### GIVEN REQUEST
Report, in full, every line below that contains the string "ymin". Letter case counts.

[Annotation records for image boxes]
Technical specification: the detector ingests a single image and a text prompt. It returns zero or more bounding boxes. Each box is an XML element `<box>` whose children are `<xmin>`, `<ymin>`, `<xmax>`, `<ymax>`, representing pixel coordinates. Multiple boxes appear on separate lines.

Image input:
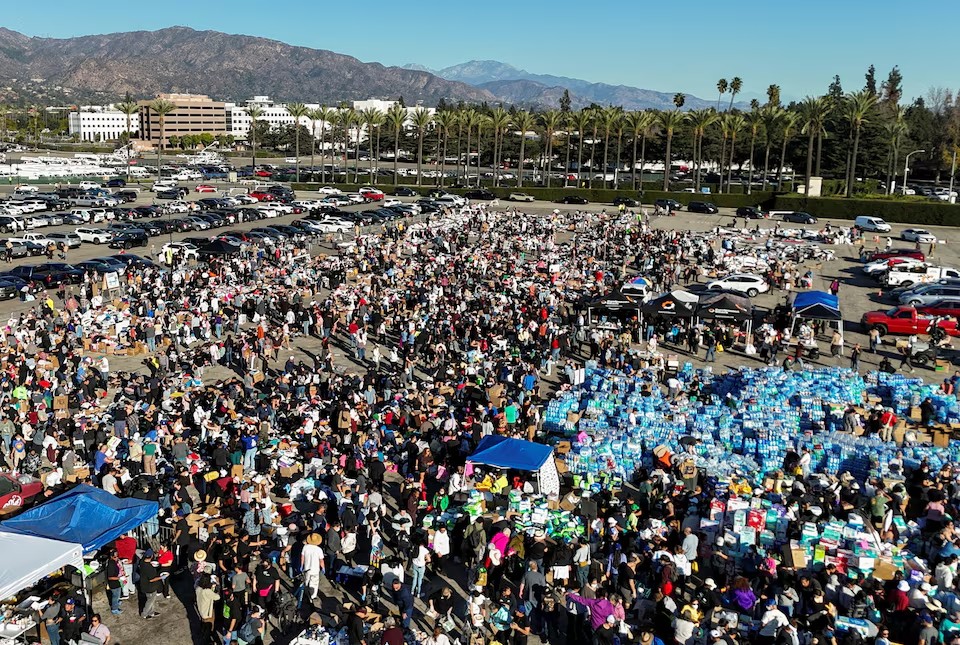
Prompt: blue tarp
<box><xmin>467</xmin><ymin>435</ymin><xmax>553</xmax><ymax>470</ymax></box>
<box><xmin>0</xmin><ymin>484</ymin><xmax>159</xmax><ymax>554</ymax></box>
<box><xmin>793</xmin><ymin>291</ymin><xmax>843</xmax><ymax>320</ymax></box>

### RESULT OF THE EXERCISE
Technical specification: the detector ingests a single image and a text prompt. It returns zero or more bounding boxes. Each box is an XML element `<box>` whose children are `<xmin>`, `<ymin>`, `<xmax>`, `<ymax>`, representing pixel coordinates. Multiple boxes appear on separate lines.
<box><xmin>467</xmin><ymin>435</ymin><xmax>553</xmax><ymax>470</ymax></box>
<box><xmin>0</xmin><ymin>484</ymin><xmax>159</xmax><ymax>554</ymax></box>
<box><xmin>793</xmin><ymin>291</ymin><xmax>843</xmax><ymax>320</ymax></box>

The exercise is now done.